(Point-based annotation records)
● ● ●

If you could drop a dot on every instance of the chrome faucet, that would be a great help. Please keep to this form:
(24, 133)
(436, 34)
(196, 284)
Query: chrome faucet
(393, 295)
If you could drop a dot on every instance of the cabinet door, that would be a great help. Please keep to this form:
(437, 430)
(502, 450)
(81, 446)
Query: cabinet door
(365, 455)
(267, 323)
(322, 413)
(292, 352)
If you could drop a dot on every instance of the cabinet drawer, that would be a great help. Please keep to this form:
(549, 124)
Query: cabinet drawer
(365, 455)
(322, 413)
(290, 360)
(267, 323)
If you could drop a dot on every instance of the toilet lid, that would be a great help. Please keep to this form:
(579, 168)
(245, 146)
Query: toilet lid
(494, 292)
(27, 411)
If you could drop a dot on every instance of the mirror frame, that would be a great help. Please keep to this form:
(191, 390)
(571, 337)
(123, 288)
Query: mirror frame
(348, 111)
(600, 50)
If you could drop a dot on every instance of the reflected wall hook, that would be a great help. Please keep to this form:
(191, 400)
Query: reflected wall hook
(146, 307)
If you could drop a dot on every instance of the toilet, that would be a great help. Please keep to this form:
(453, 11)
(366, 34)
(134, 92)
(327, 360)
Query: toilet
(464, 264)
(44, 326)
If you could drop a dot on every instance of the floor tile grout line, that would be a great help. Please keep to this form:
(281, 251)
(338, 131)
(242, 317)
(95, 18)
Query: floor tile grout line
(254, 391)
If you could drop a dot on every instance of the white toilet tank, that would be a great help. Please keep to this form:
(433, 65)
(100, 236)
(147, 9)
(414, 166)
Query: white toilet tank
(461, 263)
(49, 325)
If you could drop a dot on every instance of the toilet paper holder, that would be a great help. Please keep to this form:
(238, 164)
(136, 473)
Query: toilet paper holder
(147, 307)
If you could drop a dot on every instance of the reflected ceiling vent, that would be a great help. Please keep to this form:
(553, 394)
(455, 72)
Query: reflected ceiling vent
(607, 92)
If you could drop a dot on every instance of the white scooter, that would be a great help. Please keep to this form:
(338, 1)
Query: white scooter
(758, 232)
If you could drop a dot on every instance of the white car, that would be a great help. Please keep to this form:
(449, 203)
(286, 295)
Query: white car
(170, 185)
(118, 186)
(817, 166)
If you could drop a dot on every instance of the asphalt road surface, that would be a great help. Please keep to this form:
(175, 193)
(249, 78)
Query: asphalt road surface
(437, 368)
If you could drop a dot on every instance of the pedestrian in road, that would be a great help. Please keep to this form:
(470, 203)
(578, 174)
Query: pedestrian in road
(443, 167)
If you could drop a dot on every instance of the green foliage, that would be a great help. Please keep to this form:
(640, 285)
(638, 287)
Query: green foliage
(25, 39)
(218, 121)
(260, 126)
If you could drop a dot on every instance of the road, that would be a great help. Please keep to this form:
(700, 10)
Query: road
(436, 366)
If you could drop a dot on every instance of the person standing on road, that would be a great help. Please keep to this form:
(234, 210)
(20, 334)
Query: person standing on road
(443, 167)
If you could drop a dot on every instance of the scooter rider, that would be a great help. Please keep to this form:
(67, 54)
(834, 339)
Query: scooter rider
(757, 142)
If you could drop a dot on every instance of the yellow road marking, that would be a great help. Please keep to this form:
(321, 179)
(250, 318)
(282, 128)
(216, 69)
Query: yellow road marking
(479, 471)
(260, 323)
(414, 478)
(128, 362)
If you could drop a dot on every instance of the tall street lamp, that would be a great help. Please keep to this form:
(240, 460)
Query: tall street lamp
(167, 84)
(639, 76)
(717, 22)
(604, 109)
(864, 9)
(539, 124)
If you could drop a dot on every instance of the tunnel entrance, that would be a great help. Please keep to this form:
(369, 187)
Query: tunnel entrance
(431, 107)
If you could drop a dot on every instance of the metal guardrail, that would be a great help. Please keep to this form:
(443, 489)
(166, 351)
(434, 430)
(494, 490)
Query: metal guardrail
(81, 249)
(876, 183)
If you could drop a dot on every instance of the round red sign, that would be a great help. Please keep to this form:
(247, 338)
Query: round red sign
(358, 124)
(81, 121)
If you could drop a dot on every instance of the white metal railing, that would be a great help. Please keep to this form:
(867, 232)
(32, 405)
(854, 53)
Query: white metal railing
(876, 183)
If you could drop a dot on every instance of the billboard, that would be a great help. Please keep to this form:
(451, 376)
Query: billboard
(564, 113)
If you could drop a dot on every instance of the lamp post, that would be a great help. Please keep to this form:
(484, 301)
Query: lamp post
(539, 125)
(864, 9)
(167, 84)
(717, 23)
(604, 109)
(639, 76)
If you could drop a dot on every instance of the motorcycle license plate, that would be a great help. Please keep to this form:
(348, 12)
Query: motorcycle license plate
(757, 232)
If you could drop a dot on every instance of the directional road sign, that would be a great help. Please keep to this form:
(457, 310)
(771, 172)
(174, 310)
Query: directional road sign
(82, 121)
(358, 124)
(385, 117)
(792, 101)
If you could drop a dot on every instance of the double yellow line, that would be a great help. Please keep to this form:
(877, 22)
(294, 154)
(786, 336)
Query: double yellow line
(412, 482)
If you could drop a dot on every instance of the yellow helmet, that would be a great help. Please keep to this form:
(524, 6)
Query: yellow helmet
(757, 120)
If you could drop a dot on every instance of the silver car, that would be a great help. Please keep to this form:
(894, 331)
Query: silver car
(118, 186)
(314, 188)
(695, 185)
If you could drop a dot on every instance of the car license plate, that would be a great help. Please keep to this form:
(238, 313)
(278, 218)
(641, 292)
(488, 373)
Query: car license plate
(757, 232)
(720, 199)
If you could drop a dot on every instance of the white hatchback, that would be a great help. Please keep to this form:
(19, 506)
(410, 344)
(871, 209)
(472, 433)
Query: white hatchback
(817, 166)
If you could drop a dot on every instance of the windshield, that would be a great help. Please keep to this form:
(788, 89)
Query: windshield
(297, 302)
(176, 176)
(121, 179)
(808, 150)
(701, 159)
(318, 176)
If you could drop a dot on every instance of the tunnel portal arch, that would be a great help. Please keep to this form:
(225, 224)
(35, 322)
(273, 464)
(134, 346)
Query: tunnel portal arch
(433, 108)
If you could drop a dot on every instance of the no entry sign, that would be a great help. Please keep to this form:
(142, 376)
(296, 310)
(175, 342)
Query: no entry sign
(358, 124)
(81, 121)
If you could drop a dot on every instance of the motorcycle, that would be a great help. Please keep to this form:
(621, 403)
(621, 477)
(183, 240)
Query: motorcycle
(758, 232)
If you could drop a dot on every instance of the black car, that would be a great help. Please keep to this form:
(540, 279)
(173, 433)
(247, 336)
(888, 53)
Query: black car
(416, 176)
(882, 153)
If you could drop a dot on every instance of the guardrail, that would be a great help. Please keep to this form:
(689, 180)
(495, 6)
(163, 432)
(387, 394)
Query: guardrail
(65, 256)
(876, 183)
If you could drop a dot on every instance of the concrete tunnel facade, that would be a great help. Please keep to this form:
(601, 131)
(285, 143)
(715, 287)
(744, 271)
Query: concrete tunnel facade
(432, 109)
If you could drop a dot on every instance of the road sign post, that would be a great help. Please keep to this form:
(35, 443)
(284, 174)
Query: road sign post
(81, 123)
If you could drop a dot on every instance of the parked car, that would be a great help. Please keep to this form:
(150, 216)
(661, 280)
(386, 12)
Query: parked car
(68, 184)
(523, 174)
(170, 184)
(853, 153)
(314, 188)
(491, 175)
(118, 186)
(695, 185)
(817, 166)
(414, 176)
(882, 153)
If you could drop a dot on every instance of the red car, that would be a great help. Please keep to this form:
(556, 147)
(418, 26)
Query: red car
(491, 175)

● ● ●

What is being asked:
Format the records from the line containing "the windshield, that" through the final line, both included, as a JSON list of strings with one string per line, omitting any blank lines.

Written response:
[
  "If you could drop a dot on every instance of the windshield, that would be a great help. Please keep to this form:",
  "(788, 89)",
  "Query: windshield",
  "(297, 302)",
  "(176, 176)",
  "(121, 179)",
  "(808, 150)",
  "(701, 159)",
  "(318, 176)",
  "If you could drop a dot on every instance of the tunnel portal arch, that would be a great help. Please keep to this form:",
  "(225, 224)",
  "(35, 322)",
  "(273, 464)",
  "(134, 346)",
  "Query: tunnel portal arch",
  "(433, 108)",
  "If you could drop a dot on every instance of the no entry sign, that would be a great help. Please keep to this form:",
  "(142, 376)",
  "(296, 310)",
  "(175, 342)",
  "Query: no entry sign",
  "(358, 124)",
  "(81, 121)",
  "If you could drop a dot on every instance of the motorcycle, that would be a great help. Please keep to this form:",
  "(621, 403)",
  "(621, 477)",
  "(183, 240)",
  "Query: motorcycle",
  "(758, 232)",
  "If you could drop a dot on every instance of the black car, that would be a great help. Please keep to this form:",
  "(540, 279)",
  "(173, 433)",
  "(247, 336)",
  "(888, 53)",
  "Query: black car",
  "(416, 176)",
  "(882, 153)",
  "If you could drop a dot on every instance of the guardrail, that would be a great help. Please keep to this form:",
  "(689, 180)",
  "(495, 6)",
  "(163, 432)",
  "(387, 394)",
  "Query: guardrail",
  "(65, 256)",
  "(876, 183)",
  "If you could drop a dot on every instance of the concrete tunnel facade, that would be a great help. Please keep to this form:",
  "(601, 131)",
  "(285, 143)",
  "(715, 287)",
  "(744, 271)",
  "Query: concrete tunnel facade",
  "(432, 109)",
  "If you could drop a dot on every instance of the road sign post, that would be a great help. Please keep to this form:",
  "(35, 443)",
  "(284, 174)",
  "Query: road sign post",
  "(81, 123)",
  "If you could drop a dot on every instance of the parked car, that would be a great help. Please keep to this form:",
  "(150, 216)",
  "(661, 280)",
  "(386, 12)",
  "Query: parked car",
  "(68, 184)",
  "(523, 174)",
  "(170, 184)",
  "(853, 153)",
  "(314, 188)",
  "(491, 175)",
  "(118, 186)",
  "(695, 185)",
  "(817, 166)",
  "(414, 176)",
  "(882, 153)",
  "If you could drop a dot on every instance of the red car, that would be a great help. Please keep to this form:",
  "(556, 147)",
  "(418, 26)",
  "Query: red car",
  "(491, 175)"
]